Quoted text.
## START
It turns out any clout built up by being the sole city planner gets et up when the citizens’ homes are filled with sewage because of your incompetence.

Having just come back from Tokyo — one of the best cities in the world — for Tokyo Game Show, I thought it would be wonderfully appropriate to use Tokyo as my aspiration for messing around with the excellent Cities: Skylines expansion After Dark. After all, the biggest addition (which is actually a free update to the base game), the day and night cycle, lends itself well to the light up show that is nighttime Tokyo.

Well, you know how Tokyo is real great? Turns out that was a lot of hard work put in by a lot of smart people (and relatively recently laid infrastructure following devastating war). Tokyo wasn’t built in a day, and all that. Aim for the moon and you might still end up in the stars, eh? Well, no, fuck that, the moon is way closer than the stars and I’m still bankrupt with a city that resembles tangled-up Christmas lights more than a hospitable environment.

City planning more like shitty planning,” am I right folks?

17:28 I dragged one of our cat trees — the one with the abandoned dumbbells weighing it down — and set a pillow in front of it so I could sit in the middle of the living room, closer to the TV. I do not have my contacts in or the energy to put my contacts in. I am sitting on an inflatable, portable seat one might take to sit on bleachers in a stadium and my lower half is wrapped in a throw blanket. My feet tap at the entertainment center and I worry I will turn the Xbox One on.

Fuck. I actually just turned the Xbox One on. This isn’t even even a joke (not unlike much of my humor). I started writing fearing I’d forget whatever fevered nonsense was my dreamt-up angle and I just kicked the fucking thing on. Jesus. I am a slightly less put-together city planner than whomever drew up the East Coast.

17:36 The newsfeed in the new “After Dark”-tinged menu reads: “Problems Loading/Creating Cities? Click Here for the Solution!” After turning the Xbox on I am anticipating problems and feel like preemptively asking for the solution.

17:38 All my strength is going towards not choosing the “Diamond Coast” map for a new game because its “Suitable area for building” is 69%. I already can’t figure out which map best represents Tokyo or remember what “boreal” means. Google tells me. Google also tells me Diamond Coast is a place in Ireland, which I bet is a lot like Japan, so that’s why I have picked it after all (and not for the 69).

17:43 Oh my god the tutorial text is so small.

17:45 Building roads and also not drawing penises with the roads, a good start.
## END
Data rows.
## START
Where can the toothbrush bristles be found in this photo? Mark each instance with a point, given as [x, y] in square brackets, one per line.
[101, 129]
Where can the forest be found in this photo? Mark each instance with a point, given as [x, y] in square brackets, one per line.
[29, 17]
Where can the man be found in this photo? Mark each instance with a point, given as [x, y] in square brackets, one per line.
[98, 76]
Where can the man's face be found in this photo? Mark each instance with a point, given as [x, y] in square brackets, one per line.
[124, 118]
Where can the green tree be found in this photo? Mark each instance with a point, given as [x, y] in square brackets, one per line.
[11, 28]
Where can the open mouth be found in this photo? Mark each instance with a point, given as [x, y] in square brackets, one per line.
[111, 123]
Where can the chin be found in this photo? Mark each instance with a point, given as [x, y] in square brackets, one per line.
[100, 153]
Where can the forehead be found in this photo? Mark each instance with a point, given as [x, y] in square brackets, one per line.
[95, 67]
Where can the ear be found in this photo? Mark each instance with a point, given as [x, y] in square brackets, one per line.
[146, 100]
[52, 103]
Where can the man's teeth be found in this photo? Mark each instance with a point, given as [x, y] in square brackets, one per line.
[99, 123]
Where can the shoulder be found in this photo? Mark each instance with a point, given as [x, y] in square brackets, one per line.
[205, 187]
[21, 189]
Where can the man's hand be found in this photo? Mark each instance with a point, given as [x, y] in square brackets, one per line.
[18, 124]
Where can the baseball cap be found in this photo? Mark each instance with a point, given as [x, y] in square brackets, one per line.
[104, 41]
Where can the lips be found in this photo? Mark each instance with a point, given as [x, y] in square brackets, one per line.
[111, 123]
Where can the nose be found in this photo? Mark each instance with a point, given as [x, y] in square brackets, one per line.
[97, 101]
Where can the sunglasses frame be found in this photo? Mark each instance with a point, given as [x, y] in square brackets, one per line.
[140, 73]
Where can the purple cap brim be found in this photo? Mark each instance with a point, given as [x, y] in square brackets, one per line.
## END
Given exercise. Repeat word for word the stretch of the city-building diary above, starting at "Fuck. I actually" and ending at "for the solution.".

Finished answer.
Fuck. I actually just turned the Xbox One on. This isn’t even even a joke (not unlike much of my humor). I started writing fearing I’d forget whatever fevered nonsense was my dreamt-up angle and I just kicked the fucking thing on. Jesus. I am a slightly less put-together city planner than whomever drew up the East Coast.

17:36 The newsfeed in the new “After Dark”-tinged menu reads: “Problems Loading/Creating Cities? Click Here for the Solution!” After turning the Xbox on I am anticipating problems and feel like preemptively asking for the solution.